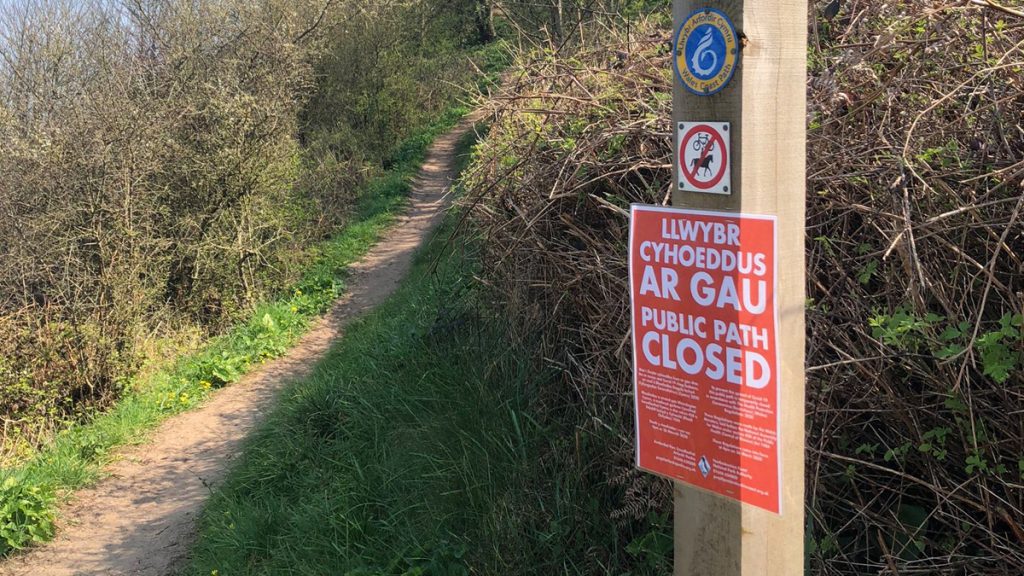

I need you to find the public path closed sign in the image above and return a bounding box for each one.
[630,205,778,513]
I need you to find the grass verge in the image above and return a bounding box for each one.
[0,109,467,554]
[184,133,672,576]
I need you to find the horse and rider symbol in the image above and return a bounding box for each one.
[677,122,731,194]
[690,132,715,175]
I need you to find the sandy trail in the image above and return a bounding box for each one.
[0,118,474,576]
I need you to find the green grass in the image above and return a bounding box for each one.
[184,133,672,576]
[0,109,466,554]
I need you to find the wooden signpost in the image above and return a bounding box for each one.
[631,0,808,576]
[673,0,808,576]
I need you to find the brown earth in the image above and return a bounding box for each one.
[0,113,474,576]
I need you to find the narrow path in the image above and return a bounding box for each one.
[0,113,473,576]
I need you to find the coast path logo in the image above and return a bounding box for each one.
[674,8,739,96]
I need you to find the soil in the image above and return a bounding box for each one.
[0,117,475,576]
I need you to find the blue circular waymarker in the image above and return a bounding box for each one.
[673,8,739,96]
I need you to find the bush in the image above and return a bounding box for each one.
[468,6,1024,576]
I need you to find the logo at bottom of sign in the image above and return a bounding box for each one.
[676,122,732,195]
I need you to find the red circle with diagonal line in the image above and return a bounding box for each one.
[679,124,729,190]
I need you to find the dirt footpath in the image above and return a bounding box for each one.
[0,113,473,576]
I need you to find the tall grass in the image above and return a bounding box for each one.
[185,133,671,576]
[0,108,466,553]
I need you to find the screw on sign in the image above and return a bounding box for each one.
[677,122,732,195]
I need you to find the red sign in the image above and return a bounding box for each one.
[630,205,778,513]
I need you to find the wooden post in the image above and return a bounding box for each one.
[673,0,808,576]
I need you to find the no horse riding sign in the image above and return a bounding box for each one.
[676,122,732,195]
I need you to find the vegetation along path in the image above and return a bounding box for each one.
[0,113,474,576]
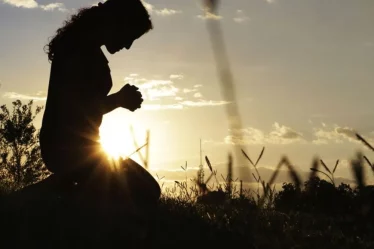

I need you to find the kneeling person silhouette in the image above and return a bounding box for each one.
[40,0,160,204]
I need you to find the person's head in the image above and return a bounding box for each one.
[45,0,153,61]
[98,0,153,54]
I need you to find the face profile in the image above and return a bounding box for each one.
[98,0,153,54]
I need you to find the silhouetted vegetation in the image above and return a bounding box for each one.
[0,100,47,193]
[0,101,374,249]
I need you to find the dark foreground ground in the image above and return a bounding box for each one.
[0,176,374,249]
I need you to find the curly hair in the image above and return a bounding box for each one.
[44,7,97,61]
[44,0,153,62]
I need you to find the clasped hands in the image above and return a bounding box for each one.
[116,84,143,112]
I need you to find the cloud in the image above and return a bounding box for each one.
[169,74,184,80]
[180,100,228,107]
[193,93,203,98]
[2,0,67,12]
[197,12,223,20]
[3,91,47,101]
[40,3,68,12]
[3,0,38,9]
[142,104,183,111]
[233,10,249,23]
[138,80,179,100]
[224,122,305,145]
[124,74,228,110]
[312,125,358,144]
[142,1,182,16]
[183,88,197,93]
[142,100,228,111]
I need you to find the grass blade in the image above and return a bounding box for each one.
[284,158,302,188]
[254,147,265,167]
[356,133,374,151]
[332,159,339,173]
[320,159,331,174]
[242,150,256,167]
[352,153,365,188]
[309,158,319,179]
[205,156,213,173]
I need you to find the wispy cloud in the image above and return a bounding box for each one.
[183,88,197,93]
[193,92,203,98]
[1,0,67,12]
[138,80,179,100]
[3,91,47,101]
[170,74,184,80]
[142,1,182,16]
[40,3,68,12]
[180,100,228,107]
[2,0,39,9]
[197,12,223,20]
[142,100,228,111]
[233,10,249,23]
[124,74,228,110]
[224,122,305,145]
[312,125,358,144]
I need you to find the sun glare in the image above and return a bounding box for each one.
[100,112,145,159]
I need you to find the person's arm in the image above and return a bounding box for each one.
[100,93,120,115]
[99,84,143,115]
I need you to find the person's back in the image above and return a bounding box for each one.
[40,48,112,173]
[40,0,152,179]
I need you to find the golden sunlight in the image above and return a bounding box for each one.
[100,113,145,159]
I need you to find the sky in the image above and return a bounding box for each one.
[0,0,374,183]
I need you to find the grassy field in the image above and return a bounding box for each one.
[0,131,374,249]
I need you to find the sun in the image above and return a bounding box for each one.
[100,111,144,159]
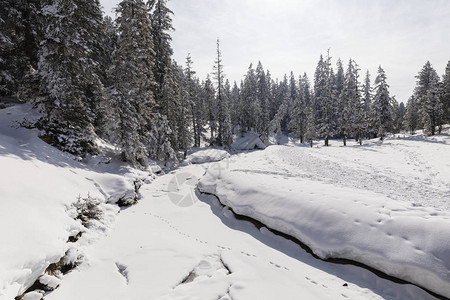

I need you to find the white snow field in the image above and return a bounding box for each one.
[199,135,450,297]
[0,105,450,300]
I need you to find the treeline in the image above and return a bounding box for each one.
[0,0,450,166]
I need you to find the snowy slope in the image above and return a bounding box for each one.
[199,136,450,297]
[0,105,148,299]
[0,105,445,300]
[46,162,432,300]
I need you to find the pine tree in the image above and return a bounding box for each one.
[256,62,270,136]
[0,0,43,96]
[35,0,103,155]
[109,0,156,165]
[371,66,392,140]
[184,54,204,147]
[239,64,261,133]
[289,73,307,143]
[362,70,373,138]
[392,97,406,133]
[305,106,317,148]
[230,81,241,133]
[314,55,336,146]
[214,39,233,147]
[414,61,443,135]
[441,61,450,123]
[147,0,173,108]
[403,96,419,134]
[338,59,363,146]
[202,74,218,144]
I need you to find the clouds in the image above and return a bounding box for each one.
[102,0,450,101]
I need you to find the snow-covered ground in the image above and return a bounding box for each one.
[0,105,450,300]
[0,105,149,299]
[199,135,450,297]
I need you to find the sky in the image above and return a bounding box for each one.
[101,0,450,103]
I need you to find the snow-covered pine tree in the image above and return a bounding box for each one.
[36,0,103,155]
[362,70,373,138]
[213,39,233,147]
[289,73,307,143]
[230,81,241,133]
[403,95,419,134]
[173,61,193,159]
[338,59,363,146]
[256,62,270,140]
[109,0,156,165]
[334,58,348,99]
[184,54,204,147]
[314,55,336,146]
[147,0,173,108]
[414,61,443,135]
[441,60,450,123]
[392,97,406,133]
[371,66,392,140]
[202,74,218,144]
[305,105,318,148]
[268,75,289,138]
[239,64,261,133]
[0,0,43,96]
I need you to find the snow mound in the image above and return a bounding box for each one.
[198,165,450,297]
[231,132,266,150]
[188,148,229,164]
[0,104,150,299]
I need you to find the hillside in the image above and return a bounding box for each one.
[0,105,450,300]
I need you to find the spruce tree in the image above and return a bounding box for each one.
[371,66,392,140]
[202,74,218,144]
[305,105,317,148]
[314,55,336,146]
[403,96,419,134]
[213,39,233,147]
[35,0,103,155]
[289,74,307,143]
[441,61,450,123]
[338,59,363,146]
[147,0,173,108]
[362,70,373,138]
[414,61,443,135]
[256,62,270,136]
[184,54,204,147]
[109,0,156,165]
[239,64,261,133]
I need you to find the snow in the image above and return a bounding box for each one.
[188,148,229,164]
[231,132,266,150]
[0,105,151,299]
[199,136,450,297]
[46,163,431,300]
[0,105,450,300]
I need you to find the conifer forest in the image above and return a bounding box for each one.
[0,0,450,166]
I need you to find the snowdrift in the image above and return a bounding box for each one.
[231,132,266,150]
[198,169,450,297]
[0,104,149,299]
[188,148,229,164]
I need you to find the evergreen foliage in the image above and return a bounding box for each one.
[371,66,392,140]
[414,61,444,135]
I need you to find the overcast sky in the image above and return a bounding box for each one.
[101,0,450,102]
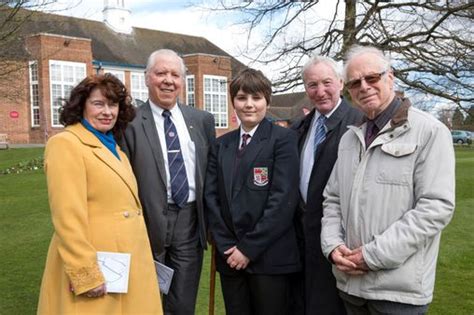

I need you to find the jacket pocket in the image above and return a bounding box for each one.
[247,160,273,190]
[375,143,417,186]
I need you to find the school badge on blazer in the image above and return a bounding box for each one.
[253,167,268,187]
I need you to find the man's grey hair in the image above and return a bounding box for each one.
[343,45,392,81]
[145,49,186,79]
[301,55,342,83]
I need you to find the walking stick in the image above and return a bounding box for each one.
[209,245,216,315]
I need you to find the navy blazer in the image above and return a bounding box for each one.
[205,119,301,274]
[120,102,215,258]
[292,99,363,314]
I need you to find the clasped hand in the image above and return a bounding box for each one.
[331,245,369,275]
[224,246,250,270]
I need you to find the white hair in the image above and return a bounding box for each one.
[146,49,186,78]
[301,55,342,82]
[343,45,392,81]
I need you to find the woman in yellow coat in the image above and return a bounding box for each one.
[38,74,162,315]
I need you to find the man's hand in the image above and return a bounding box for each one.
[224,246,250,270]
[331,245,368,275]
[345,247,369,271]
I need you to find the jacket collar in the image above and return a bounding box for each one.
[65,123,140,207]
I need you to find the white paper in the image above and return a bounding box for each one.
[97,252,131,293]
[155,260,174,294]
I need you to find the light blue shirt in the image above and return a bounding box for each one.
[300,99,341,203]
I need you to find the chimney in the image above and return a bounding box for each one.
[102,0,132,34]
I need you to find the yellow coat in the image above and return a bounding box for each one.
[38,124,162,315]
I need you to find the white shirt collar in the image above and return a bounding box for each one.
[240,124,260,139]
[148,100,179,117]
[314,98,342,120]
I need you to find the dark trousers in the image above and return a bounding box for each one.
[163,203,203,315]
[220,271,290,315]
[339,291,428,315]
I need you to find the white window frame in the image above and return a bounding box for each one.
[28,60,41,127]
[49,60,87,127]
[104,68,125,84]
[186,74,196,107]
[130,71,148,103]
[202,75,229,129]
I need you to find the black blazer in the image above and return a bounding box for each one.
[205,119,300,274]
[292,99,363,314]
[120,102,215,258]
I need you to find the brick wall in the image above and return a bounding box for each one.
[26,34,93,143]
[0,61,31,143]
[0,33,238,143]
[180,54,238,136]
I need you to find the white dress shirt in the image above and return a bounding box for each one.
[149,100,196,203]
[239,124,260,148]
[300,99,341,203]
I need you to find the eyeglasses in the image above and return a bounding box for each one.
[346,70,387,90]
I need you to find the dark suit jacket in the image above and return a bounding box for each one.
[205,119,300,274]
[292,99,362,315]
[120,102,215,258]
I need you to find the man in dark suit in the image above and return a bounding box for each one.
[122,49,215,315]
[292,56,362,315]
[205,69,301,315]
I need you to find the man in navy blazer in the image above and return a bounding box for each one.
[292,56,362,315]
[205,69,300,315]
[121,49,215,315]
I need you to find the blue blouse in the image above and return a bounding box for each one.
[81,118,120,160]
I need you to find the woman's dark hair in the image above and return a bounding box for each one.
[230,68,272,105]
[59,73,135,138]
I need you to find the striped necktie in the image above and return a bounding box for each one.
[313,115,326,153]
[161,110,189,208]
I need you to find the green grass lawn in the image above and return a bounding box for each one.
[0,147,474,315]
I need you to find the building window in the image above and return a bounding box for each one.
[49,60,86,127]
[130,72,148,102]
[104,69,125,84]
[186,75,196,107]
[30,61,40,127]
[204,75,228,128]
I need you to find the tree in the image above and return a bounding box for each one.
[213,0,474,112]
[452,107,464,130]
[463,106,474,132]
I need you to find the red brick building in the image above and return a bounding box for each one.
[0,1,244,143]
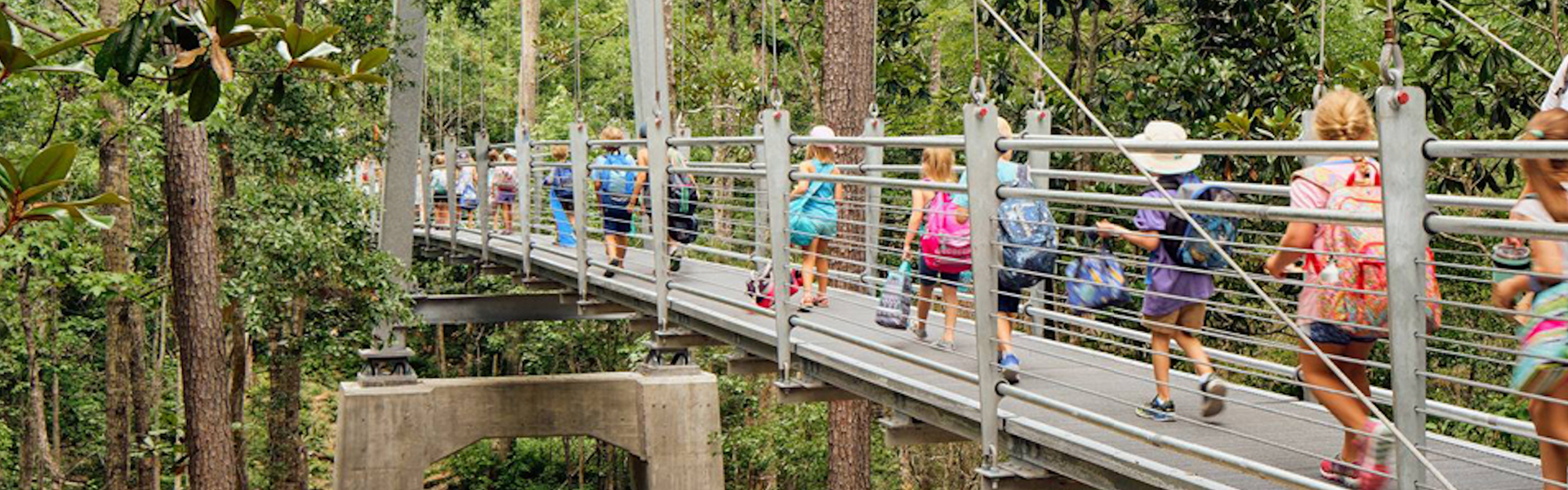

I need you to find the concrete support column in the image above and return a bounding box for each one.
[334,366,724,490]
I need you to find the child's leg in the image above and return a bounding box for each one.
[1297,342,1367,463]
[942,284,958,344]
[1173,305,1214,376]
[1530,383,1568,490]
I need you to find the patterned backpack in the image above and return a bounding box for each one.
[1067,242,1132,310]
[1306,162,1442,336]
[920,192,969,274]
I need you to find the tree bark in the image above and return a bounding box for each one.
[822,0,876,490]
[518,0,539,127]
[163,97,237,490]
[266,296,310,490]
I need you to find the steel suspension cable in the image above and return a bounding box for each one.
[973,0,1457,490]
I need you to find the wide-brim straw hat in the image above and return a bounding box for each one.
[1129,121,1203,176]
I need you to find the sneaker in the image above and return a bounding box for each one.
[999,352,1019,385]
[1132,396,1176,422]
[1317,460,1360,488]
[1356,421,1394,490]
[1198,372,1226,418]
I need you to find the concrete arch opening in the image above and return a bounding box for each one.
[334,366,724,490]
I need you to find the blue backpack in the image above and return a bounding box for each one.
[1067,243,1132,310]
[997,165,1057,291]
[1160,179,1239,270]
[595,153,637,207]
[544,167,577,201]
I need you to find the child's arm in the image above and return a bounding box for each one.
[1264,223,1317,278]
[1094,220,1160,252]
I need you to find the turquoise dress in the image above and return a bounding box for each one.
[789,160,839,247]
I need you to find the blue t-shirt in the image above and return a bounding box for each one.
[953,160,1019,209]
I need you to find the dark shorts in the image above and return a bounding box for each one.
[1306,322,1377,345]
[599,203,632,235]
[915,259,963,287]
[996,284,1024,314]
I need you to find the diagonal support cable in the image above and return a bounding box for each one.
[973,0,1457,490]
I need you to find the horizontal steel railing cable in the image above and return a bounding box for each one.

···

Reproduce the items above exactly, from the line with "I need you to find the snowy" to the line with "[101,0,450,103]", both included.

*TASK RESULT*:
I need you to find the snowy slope in the image above and return a bounding box for each one.
[199,136,450,297]
[0,105,148,299]
[0,105,445,300]
[46,162,432,300]
I need you to find the pine tree in the image above and return a bounding box for each one.
[256,62,270,136]
[0,0,43,96]
[35,0,103,155]
[109,0,156,165]
[371,66,392,140]
[184,54,204,147]
[239,64,261,133]
[289,73,307,143]
[362,70,373,138]
[392,97,406,133]
[305,106,317,148]
[230,81,241,133]
[314,55,336,146]
[214,39,233,147]
[414,61,443,135]
[441,61,450,123]
[147,0,173,108]
[403,96,419,134]
[338,59,363,146]
[202,74,218,144]
I need you to find the clouds in the image above and return a bounding box for each one.
[102,0,450,101]
I need you to find the snow-covered ground in the image above and return a bounding box for each one.
[0,105,450,300]
[0,105,149,299]
[199,135,450,297]
I need you to find the sky in the image above and return a bounding box for each one.
[101,0,450,103]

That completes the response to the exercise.